▸ Stored data:
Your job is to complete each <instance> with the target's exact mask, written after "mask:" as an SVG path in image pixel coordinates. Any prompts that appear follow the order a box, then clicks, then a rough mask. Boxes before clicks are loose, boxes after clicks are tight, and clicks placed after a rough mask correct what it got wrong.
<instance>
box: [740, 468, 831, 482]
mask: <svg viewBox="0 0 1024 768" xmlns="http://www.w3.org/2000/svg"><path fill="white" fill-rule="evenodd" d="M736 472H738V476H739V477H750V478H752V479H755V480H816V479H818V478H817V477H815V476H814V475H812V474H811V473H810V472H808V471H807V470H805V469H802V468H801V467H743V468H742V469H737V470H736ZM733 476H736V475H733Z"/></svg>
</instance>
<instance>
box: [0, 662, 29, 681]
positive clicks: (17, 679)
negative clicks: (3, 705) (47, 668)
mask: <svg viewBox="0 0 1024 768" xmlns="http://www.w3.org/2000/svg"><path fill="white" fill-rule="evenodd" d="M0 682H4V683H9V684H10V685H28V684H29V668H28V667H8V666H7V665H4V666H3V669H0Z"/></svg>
* * *
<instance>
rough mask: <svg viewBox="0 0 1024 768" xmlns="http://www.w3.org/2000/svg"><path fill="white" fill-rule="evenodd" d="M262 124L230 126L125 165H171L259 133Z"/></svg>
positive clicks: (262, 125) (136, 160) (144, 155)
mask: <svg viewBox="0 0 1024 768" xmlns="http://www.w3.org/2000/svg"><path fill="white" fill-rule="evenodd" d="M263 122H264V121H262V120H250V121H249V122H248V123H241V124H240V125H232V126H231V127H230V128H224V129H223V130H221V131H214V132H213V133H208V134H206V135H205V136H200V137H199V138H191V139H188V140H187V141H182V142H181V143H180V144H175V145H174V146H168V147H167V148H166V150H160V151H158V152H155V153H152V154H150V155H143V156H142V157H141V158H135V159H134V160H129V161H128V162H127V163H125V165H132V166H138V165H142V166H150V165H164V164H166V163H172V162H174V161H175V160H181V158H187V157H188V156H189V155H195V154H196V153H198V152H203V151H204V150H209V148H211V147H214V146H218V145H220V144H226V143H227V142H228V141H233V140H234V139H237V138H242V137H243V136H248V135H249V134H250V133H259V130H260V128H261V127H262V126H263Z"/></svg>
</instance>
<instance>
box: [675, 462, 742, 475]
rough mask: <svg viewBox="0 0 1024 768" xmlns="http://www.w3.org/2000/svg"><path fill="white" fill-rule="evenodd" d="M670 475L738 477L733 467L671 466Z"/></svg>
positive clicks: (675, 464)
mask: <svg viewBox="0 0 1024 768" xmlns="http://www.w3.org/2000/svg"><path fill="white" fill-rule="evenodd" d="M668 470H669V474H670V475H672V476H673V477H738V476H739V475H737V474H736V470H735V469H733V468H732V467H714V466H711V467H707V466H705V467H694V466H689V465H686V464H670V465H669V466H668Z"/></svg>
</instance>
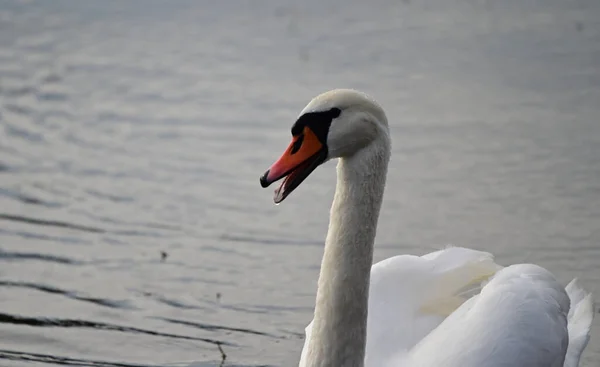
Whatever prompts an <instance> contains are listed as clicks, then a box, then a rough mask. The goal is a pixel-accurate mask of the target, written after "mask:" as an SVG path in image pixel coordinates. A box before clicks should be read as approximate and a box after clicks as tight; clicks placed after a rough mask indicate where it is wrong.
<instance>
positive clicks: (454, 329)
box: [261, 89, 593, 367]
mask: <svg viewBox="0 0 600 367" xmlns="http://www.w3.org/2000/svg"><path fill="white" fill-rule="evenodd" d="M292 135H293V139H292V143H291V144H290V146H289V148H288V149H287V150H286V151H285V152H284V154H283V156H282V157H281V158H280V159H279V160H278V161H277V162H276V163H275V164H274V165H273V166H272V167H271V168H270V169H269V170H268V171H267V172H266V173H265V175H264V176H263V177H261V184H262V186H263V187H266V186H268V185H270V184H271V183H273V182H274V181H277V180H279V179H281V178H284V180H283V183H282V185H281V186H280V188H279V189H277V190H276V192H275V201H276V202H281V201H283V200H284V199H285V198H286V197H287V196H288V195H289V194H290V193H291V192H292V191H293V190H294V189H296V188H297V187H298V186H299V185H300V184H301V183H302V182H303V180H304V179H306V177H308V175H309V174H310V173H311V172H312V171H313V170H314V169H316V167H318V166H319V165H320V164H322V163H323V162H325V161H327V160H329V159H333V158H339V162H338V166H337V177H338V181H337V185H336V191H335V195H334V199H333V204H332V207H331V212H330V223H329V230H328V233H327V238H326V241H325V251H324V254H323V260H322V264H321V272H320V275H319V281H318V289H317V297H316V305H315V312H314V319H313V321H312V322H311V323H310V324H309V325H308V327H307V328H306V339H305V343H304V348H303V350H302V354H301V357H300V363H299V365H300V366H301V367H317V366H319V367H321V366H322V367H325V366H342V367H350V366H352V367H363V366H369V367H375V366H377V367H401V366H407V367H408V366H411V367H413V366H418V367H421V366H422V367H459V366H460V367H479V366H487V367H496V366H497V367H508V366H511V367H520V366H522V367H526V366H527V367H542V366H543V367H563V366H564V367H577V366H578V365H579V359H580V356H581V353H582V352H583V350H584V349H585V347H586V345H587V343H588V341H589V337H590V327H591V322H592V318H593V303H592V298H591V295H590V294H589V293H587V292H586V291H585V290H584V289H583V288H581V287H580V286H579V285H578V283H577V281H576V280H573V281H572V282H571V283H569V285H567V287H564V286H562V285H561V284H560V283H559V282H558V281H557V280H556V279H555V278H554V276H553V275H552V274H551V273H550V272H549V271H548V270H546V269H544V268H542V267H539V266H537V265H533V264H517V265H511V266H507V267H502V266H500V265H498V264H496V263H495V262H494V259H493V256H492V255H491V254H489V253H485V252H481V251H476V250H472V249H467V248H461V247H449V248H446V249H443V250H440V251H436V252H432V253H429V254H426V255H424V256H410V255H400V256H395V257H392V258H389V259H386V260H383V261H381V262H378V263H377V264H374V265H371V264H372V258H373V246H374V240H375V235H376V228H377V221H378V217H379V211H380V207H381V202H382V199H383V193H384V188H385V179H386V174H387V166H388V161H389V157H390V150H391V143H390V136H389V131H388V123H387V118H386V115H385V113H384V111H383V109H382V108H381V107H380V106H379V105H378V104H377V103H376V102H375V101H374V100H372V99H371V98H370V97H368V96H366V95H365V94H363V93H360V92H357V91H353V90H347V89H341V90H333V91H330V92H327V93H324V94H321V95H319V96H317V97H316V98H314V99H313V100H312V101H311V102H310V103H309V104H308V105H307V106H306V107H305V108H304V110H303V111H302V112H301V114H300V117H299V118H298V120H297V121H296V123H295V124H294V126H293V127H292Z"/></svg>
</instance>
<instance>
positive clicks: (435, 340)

▸ WHAT YOU WILL DO: Copy out each line of the entries above that holds "tight".

▸ OUTPUT OF THE EXERCISE:
Your job is to complete each <instance> with the target's exact mask, written after "mask:" as an SVG path in image pixel coordinates. Any prompts that appear follow the order a box, then clicks, then a rough mask. Boxes before clicks are loose, boxes after clicks are tight, and clicks placed after a rough mask correct what it got wrong.
Whatever prompts an <instance> contains are listed as clicks, then a box, then a rough mask. The goal is a pixel-accurate mask of the target, written after "mask:" as an SVG path in image pixel coordinates. A box before clicks should be read as approximate and a box after clicks as tight; clicks placed after a rough mask indicate where it is wrong.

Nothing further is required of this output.